Given text:
──────────────────────────────

Figure 3.55: Biomimetic polyene cyclizations based on radical transformations-Contribution by (A) Breslow and by (B) Zoretic.
Snider developed manganese(III)-based oxidative free-radical cyclizations in the presence of copper(II) in 1990. Snider’s work led to the formation of a wide variety of fused ring systems. Later on, in 1991, Zoretic was able to transform tetraene 4 to tetracycle 5 in 31% yield using the Mn(III)/Cu(II) combination (Figure 3.55B) wherein seven stereogenic centers are formed in an apparent diastereoselective reaction.
This above homolytic polycyclization is not limited to radical cation intermediates. This was proved by Pattenden by generating an acyl radical from an acyl selenide and Bu3SnH−AIBN which ultimately led to a tetracyclisation to occur (Figure 3.56A). This transformation creates six new stereogenic centers with a high level of diastereoselection.

──────────────────────────────

Recorded information:
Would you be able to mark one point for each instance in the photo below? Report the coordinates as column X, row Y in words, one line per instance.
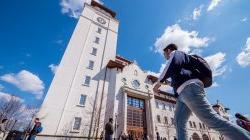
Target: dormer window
column 136, row 84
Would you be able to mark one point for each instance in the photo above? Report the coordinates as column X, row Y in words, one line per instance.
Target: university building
column 93, row 84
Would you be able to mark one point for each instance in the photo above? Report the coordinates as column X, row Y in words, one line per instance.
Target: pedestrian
column 158, row 136
column 123, row 136
column 101, row 136
column 109, row 129
column 189, row 75
column 3, row 128
column 243, row 121
column 145, row 136
column 36, row 129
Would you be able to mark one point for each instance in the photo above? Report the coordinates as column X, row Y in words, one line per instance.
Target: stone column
column 150, row 118
column 125, row 112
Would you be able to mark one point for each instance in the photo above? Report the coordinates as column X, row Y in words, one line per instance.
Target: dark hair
column 239, row 116
column 4, row 120
column 170, row 47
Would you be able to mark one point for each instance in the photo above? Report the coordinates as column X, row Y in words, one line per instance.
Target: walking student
column 36, row 129
column 190, row 74
column 109, row 130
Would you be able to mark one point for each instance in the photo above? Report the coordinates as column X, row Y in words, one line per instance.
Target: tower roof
column 96, row 4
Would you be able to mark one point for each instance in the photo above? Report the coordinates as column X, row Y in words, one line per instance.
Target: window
column 200, row 125
column 82, row 100
column 87, row 80
column 77, row 123
column 157, row 104
column 94, row 51
column 97, row 39
column 138, row 103
column 203, row 126
column 170, row 108
column 99, row 30
column 135, row 73
column 190, row 123
column 172, row 121
column 158, row 119
column 166, row 119
column 164, row 107
column 194, row 124
column 91, row 64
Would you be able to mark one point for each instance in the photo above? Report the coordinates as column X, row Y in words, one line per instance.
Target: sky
column 34, row 36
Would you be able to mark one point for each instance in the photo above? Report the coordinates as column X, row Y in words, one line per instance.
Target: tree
column 19, row 115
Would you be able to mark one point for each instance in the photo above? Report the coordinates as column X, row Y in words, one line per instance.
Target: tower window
column 166, row 120
column 97, row 40
column 190, row 123
column 77, row 123
column 158, row 119
column 157, row 104
column 87, row 80
column 94, row 51
column 99, row 30
column 194, row 124
column 200, row 125
column 91, row 64
column 82, row 100
column 172, row 121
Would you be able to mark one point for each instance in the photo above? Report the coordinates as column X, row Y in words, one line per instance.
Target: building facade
column 93, row 84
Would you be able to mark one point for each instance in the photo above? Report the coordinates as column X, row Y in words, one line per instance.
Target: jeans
column 193, row 99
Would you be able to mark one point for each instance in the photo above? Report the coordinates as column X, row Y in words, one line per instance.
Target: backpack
column 201, row 69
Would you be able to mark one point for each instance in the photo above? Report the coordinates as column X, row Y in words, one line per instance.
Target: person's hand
column 156, row 88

──────────────────────────────

The problem:
Reproduce the passage on radical polyene cyclizations in full, word for word. Rely only on the passage on radical polyene cyclizations.

Task answer:
Figure 3.55: Biomimetic polyene cyclizations based on radical transformations-Contribution by (A) Breslow and by (B) Zoretic.
Snider developed manganese(III)-based oxidative free-radical cyclizations in the presence of copper(II) in 1990. Snider’s work led to the formation of a wide variety of fused ring systems. Later on, in 1991, Zoretic was able to transform tetraene 4 to tetracycle 5 in 31% yield using the Mn(III)/Cu(II) combination (Figure 3.55B) wherein seven stereogenic centers are formed in an apparent diastereoselective reaction.
This above homolytic polycyclization is not limited to radical cation intermediates. This was proved by Pattenden by generating an acyl radical from an acyl selenide and Bu3SnH−AIBN which ultimately led to a tetracyclisation to occur (Figure 3.56A). This transformation creates six new stereogenic centers with a high level of diastereoselection.